• _TASK OBJECTIVE_
Locate, in the data below, the line that contains "Target: black cassock" and the line that contains "Target: podium wooden panel"; reproduce exactly those two lines and every line between them, nothing more.

• _SOURCE DATA_
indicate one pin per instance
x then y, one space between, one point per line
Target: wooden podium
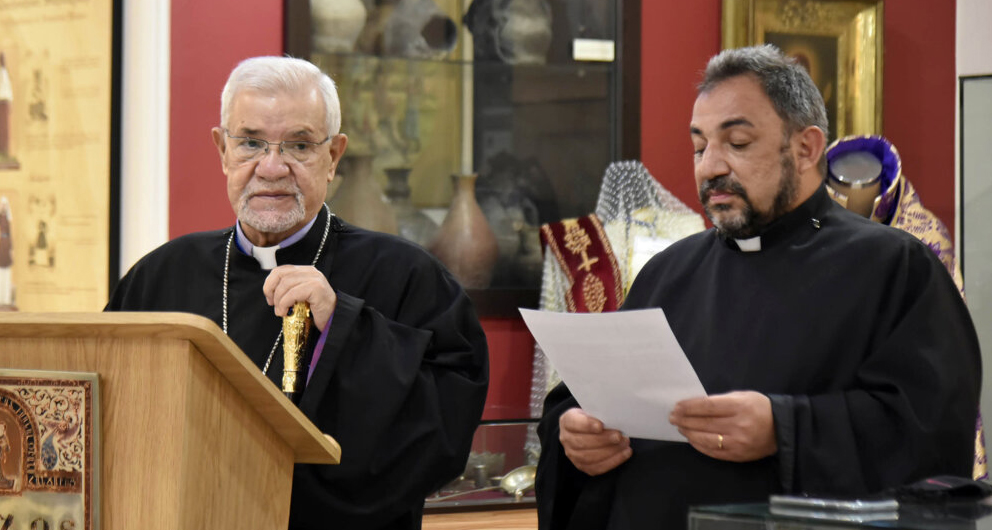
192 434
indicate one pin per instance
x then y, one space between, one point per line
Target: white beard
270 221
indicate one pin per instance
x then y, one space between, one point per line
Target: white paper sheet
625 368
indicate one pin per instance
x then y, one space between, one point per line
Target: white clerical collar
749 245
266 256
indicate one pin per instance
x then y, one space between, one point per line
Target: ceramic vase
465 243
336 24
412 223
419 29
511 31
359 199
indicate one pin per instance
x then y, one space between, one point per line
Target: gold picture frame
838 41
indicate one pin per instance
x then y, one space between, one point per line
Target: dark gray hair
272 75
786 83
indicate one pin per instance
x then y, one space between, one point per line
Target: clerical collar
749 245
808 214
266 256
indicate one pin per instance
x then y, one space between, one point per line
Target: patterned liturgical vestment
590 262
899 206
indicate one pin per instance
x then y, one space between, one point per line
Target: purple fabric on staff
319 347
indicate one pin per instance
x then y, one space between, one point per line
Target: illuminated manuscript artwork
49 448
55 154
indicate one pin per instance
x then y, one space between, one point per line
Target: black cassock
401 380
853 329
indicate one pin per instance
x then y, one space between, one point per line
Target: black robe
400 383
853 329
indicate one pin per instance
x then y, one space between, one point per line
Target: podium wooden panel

---

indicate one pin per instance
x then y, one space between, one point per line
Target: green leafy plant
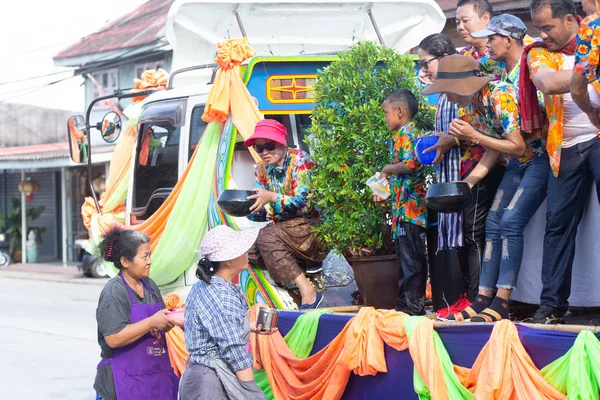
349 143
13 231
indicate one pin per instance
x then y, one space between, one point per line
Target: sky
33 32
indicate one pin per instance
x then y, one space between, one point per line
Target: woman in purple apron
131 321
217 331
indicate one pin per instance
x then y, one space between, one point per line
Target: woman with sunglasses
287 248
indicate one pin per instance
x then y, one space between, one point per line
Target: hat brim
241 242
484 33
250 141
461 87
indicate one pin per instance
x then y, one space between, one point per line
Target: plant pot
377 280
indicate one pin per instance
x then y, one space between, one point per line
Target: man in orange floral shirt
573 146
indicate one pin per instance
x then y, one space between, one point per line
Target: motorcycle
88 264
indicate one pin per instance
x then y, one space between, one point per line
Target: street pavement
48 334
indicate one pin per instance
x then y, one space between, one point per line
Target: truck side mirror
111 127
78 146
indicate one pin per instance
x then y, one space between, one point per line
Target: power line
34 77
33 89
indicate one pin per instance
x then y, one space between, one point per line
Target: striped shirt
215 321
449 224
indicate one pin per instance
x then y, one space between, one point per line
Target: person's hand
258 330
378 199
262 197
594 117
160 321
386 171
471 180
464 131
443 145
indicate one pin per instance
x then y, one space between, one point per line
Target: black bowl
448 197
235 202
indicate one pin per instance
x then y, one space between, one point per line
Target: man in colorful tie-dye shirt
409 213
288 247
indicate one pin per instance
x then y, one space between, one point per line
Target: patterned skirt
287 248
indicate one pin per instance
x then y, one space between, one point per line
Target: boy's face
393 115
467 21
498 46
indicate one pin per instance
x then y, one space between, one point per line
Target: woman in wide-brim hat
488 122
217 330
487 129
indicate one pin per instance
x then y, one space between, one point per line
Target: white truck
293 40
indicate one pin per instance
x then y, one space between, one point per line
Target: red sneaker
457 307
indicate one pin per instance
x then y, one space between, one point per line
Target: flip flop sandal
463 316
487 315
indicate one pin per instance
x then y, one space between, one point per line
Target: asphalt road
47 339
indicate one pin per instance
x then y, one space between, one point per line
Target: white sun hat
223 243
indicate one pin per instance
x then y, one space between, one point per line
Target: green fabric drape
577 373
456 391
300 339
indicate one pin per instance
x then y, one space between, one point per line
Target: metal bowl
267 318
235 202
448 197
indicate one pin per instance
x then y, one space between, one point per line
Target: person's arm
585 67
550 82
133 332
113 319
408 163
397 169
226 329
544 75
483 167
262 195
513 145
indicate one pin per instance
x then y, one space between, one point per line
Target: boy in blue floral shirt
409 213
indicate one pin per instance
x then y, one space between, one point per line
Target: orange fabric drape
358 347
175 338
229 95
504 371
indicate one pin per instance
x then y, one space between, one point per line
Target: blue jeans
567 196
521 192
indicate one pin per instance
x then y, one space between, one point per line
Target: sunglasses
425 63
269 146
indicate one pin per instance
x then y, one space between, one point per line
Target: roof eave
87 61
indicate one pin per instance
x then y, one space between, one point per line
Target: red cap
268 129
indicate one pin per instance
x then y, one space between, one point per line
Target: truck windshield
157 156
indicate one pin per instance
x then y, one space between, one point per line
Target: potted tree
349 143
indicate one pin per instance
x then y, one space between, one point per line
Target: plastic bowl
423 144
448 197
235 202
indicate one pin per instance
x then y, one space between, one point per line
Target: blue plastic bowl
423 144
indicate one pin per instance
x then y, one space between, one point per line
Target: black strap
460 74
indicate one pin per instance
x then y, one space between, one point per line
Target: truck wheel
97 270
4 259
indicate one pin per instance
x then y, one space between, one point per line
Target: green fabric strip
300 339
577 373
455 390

...

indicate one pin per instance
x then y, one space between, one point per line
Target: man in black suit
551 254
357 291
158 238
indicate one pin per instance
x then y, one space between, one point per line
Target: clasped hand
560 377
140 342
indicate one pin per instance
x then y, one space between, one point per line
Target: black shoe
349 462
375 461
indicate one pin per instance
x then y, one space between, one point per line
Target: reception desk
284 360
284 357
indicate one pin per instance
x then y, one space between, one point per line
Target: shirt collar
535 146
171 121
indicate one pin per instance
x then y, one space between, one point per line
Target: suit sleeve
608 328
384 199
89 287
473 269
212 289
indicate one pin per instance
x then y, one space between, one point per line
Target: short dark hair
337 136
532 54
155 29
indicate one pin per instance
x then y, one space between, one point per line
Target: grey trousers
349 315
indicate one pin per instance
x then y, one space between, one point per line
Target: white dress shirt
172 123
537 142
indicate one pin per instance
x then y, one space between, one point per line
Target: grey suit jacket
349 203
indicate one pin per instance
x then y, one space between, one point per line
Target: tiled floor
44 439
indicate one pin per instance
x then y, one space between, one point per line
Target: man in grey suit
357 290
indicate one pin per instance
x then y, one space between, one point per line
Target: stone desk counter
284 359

• _TASK SOLUTION_
Target: black cassock
401 380
853 329
indicate one pin per instance
x then y, one space between, one point per line
Target: black robe
400 383
853 329
indicate one pin per instance
x then y, one space between, one point per line
Target: podium wooden panel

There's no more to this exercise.